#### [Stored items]

■ ■ ■ ■ ■ ■ ■

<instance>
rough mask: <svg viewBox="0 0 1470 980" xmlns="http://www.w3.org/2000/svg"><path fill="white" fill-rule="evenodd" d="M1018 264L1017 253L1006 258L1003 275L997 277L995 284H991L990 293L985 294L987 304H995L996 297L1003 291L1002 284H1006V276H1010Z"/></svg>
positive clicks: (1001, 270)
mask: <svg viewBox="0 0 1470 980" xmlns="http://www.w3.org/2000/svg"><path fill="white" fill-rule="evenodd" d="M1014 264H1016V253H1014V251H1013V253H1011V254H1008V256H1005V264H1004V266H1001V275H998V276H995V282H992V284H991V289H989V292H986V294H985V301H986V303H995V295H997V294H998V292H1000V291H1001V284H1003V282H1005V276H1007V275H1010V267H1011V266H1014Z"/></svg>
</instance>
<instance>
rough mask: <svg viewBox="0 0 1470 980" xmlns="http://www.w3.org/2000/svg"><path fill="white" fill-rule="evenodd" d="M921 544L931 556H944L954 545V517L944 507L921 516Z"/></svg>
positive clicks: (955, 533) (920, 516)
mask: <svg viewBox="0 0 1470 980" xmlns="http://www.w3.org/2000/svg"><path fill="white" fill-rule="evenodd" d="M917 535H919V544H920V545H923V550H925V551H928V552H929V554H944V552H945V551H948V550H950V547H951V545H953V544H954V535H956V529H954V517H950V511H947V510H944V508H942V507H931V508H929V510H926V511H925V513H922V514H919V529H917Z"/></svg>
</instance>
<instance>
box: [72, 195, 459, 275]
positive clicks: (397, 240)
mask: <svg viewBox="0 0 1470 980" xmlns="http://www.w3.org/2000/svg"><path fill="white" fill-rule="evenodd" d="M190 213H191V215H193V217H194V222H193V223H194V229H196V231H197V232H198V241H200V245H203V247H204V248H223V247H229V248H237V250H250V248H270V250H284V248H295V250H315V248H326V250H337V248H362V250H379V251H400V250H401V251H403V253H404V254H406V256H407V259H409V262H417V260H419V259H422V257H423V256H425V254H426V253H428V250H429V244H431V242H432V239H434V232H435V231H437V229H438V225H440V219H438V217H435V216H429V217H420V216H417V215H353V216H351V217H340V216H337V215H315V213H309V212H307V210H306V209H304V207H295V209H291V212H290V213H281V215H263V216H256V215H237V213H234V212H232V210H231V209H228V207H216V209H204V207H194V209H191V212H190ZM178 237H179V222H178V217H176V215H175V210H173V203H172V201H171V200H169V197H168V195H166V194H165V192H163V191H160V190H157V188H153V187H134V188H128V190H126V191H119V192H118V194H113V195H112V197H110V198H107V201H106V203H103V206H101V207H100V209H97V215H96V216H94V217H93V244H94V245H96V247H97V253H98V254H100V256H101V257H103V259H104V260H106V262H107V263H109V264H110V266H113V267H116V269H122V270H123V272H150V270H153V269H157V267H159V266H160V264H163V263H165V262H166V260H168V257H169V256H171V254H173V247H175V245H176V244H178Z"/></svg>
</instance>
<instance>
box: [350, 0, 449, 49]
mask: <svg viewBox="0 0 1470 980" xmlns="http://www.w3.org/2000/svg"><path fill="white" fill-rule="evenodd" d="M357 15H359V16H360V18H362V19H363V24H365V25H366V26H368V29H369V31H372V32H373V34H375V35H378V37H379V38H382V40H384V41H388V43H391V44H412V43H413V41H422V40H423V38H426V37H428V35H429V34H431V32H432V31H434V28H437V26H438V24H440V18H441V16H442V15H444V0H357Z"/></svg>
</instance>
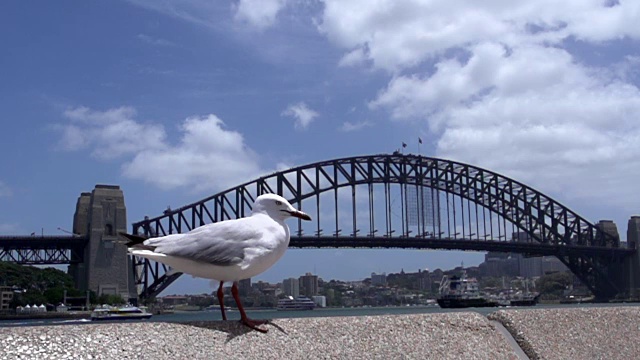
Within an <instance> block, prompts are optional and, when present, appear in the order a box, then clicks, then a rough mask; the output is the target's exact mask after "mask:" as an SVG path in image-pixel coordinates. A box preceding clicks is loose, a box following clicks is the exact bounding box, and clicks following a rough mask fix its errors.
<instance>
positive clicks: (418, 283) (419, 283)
mask: <svg viewBox="0 0 640 360" xmlns="http://www.w3.org/2000/svg"><path fill="white" fill-rule="evenodd" d="M432 286H433V280H432V279H431V274H430V273H429V269H424V270H423V271H420V270H418V290H422V291H431V288H432Z"/></svg>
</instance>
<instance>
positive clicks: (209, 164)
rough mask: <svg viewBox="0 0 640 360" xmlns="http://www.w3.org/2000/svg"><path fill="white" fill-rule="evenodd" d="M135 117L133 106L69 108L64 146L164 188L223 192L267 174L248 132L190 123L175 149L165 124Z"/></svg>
mask: <svg viewBox="0 0 640 360" xmlns="http://www.w3.org/2000/svg"><path fill="white" fill-rule="evenodd" d="M135 115H136V112H135V109H133V108H129V107H121V108H115V109H109V110H107V111H94V110H91V109H89V108H86V107H78V108H73V109H69V110H67V111H65V112H64V116H65V117H67V118H68V119H69V120H70V124H66V125H61V126H59V127H58V129H60V130H61V133H62V138H61V140H60V145H61V146H62V147H63V148H64V149H65V150H69V151H75V150H81V149H88V150H89V151H90V152H91V154H92V155H93V156H95V157H97V158H99V159H103V160H107V159H108V160H121V161H122V162H123V164H122V174H123V176H125V177H128V178H132V179H137V180H142V181H145V182H147V183H150V184H152V185H155V186H157V187H160V188H162V189H173V188H191V189H195V190H196V191H199V190H213V189H216V190H221V189H224V188H226V187H230V186H233V185H237V184H239V183H242V182H245V181H249V180H251V179H253V178H254V177H257V176H258V175H260V173H261V172H262V171H261V169H260V167H259V165H258V156H257V155H256V154H255V153H254V152H253V150H251V149H250V148H248V147H247V146H246V144H245V142H244V138H243V136H242V134H240V133H238V132H236V131H231V130H227V129H225V128H224V123H223V122H222V120H220V119H219V118H218V117H216V116H215V115H213V114H211V115H207V116H203V117H190V118H187V119H186V120H184V121H183V122H182V124H181V126H180V128H179V130H180V133H181V137H180V140H179V142H178V143H177V144H175V145H172V144H171V143H170V142H169V140H167V136H166V133H165V130H164V127H163V126H162V125H159V124H151V123H147V124H143V123H140V122H138V121H136V120H135V119H134V118H135Z"/></svg>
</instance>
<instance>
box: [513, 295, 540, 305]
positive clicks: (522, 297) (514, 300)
mask: <svg viewBox="0 0 640 360" xmlns="http://www.w3.org/2000/svg"><path fill="white" fill-rule="evenodd" d="M539 297H540V294H538V293H522V292H519V293H516V294H514V295H513V296H511V297H510V298H509V305H511V306H534V305H536V304H537V303H538V298H539Z"/></svg>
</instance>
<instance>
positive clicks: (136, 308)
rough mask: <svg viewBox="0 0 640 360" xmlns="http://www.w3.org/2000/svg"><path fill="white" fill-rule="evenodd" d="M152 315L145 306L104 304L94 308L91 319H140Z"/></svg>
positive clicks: (107, 319) (97, 319)
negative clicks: (109, 305) (119, 306)
mask: <svg viewBox="0 0 640 360" xmlns="http://www.w3.org/2000/svg"><path fill="white" fill-rule="evenodd" d="M151 316H153V314H152V313H150V312H148V311H147V308H146V307H144V306H141V307H136V306H131V305H128V306H124V307H115V306H108V305H103V306H102V307H99V308H96V309H94V310H93V312H92V313H91V320H94V321H96V320H140V319H148V318H150V317H151Z"/></svg>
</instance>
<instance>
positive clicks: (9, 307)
mask: <svg viewBox="0 0 640 360" xmlns="http://www.w3.org/2000/svg"><path fill="white" fill-rule="evenodd" d="M13 290H14V289H13V288H12V287H11V286H0V311H7V310H10V307H9V305H10V304H11V301H12V300H13Z"/></svg>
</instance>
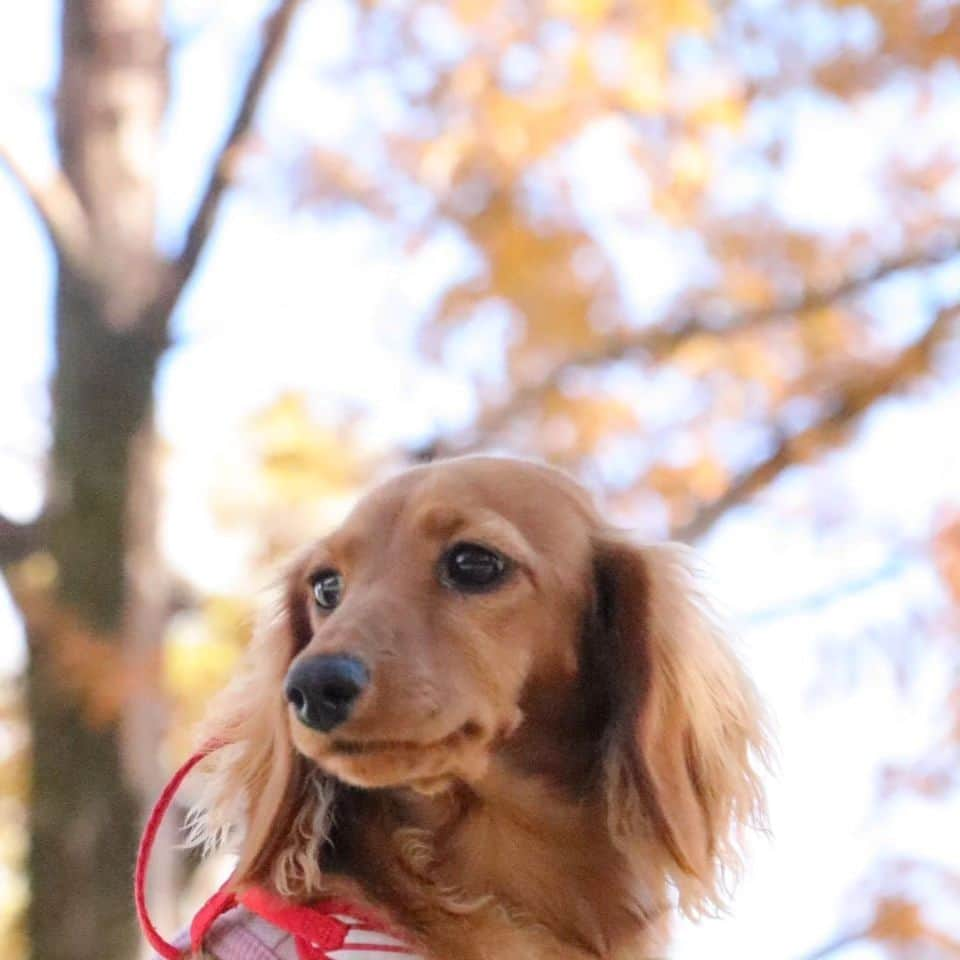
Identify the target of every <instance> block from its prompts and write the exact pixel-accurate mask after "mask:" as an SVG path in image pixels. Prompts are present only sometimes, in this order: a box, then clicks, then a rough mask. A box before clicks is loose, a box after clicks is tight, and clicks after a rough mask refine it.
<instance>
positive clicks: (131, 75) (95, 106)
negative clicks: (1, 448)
mask: <svg viewBox="0 0 960 960" xmlns="http://www.w3.org/2000/svg"><path fill="white" fill-rule="evenodd" d="M162 6H163V5H162V2H161V0H69V2H67V3H65V4H64V5H63V14H62V44H63V56H62V67H61V75H60V83H59V90H58V98H57V140H58V147H59V151H60V156H61V163H62V169H63V174H64V176H65V177H66V179H67V181H68V182H69V184H70V186H71V187H72V189H73V191H74V193H75V195H76V197H77V199H78V200H79V203H80V206H81V207H82V210H83V212H84V215H85V218H86V222H87V226H88V238H89V243H90V244H91V249H90V250H89V251H88V253H89V254H90V255H89V256H87V257H84V258H82V262H81V260H80V259H77V258H68V257H66V256H63V255H62V251H59V252H60V254H61V255H60V256H59V258H58V275H57V294H56V323H55V331H56V374H55V378H54V382H53V385H52V405H51V406H52V418H53V423H52V434H53V437H52V450H51V459H50V465H49V494H48V504H47V509H46V524H45V527H46V537H47V547H48V549H49V551H50V553H51V555H52V557H53V559H54V560H55V562H56V571H57V579H56V588H55V589H56V595H55V597H54V598H53V601H54V606H55V608H56V609H57V610H58V611H60V614H59V615H58V616H57V617H54V618H43V617H33V618H30V617H29V616H28V618H27V619H28V631H29V639H30V645H31V658H30V668H29V679H28V709H29V713H30V724H31V730H32V736H33V760H32V768H33V784H32V801H31V807H30V809H31V823H30V829H31V849H30V858H29V871H30V885H31V899H30V908H29V917H28V932H29V938H30V943H31V951H32V956H33V957H34V958H35V960H129V958H130V957H132V956H134V955H135V953H136V942H137V939H136V931H135V927H134V923H133V918H132V915H131V910H130V892H129V891H130V877H131V872H132V865H133V852H134V849H135V843H136V836H137V832H138V828H139V803H138V801H137V798H136V797H135V796H134V793H133V791H132V790H131V788H130V786H129V785H128V784H129V778H128V777H126V776H125V775H124V770H123V762H122V750H121V733H120V731H121V726H122V725H121V722H120V721H121V717H122V710H121V709H117V710H115V711H110V710H107V711H104V709H103V707H102V704H101V705H100V706H97V705H96V704H92V703H91V702H90V701H89V697H88V693H89V691H88V690H86V688H85V687H84V685H83V684H82V682H80V679H81V677H82V675H83V673H84V670H85V668H86V667H87V666H89V665H88V664H85V663H83V662H78V661H77V656H78V655H80V656H84V655H85V656H86V657H88V658H89V657H96V656H98V651H99V652H100V653H101V654H102V656H103V660H104V662H103V664H102V665H101V666H102V669H103V670H104V671H105V673H106V675H105V676H104V681H105V683H106V684H107V685H108V686H109V685H110V684H111V683H113V684H118V683H120V682H122V681H123V680H124V679H126V676H125V675H121V672H120V670H119V666H120V664H122V663H123V657H122V656H120V655H118V656H116V657H113V656H110V653H111V652H112V650H111V648H112V647H118V646H119V644H120V637H121V636H122V635H123V633H124V623H125V620H127V619H128V618H129V617H130V616H131V611H130V609H129V601H130V597H131V589H130V576H129V570H128V564H127V562H126V557H127V551H128V547H129V523H128V506H129V504H130V499H131V485H130V477H131V463H132V453H133V449H134V443H135V440H136V439H137V438H138V437H140V438H142V437H143V436H144V434H147V435H149V433H150V424H151V406H152V394H153V381H154V373H155V368H156V363H157V359H158V357H159V354H160V351H161V350H162V347H163V344H162V337H160V336H158V331H157V328H156V325H155V322H154V319H153V318H152V317H151V312H150V310H149V307H148V305H149V304H150V303H151V301H152V299H153V297H154V295H155V289H156V285H157V282H158V276H159V269H158V263H157V260H156V255H155V252H154V233H155V219H154V211H155V202H156V201H155V193H154V176H153V170H152V163H153V158H154V157H155V156H156V152H157V140H158V137H159V131H160V123H161V120H162V117H163V113H164V109H165V104H166V95H167V58H166V41H165V38H164V31H163V23H162ZM92 264H96V267H95V269H94V268H92V267H91V265H92ZM141 442H142V439H141ZM138 511H139V512H140V514H141V521H140V522H141V523H144V522H146V523H147V524H148V525H151V524H152V520H151V517H152V515H153V514H154V513H155V500H154V499H152V498H151V501H150V502H148V503H144V502H143V499H142V498H141V500H140V502H139V503H138ZM89 636H93V637H96V640H97V642H96V644H94V645H89V644H88V645H83V644H82V643H81V642H80V640H79V639H78V638H80V637H89ZM78 651H81V652H80V654H78ZM83 651H85V654H84V653H83ZM117 652H118V654H119V651H117ZM111 670H113V671H116V672H117V675H116V676H110V675H109V674H110V671H111Z"/></svg>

■ ■ ■ ■ ■ ■ ■

#### [What this task involves]
If a line in the records contains "prompts", report it.

#### [Completed exercise]
Within an <instance> block, prompts are optional and, when present, appear in the order a box, then clicks, then a rough mask; the output is the target's exact mask after "mask:" as an SVG path in image-pixel coordinates. A box preceding clicks is loose, a box following clicks is the exact bounding box, and clicks following a rough mask fix its errors.
Identify the target of every <instance> block from its prompts and write the exact pixel-accurate mask after "mask:" as an SVG path in image pixels. Prompts are present only sometimes, in this order: a box, then clicks, then a rough mask. A box before clicks is loose, a box after clicks is tight, and clicks after a rough mask refine it.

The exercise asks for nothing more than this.